▶ WHAT IS NEEDED:
Below are some entries; set them all down exactly.

= Beginning of Section =

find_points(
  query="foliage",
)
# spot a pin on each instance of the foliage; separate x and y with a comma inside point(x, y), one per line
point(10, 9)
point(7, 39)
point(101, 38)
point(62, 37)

= End of Section =

▶ REPLY TO THE TASK:
find_points(
  query="foliage",
)
# spot a pin on each instance of the foliage; separate x and y with a comma inside point(x, y), one per line
point(10, 9)
point(7, 39)
point(101, 38)
point(62, 37)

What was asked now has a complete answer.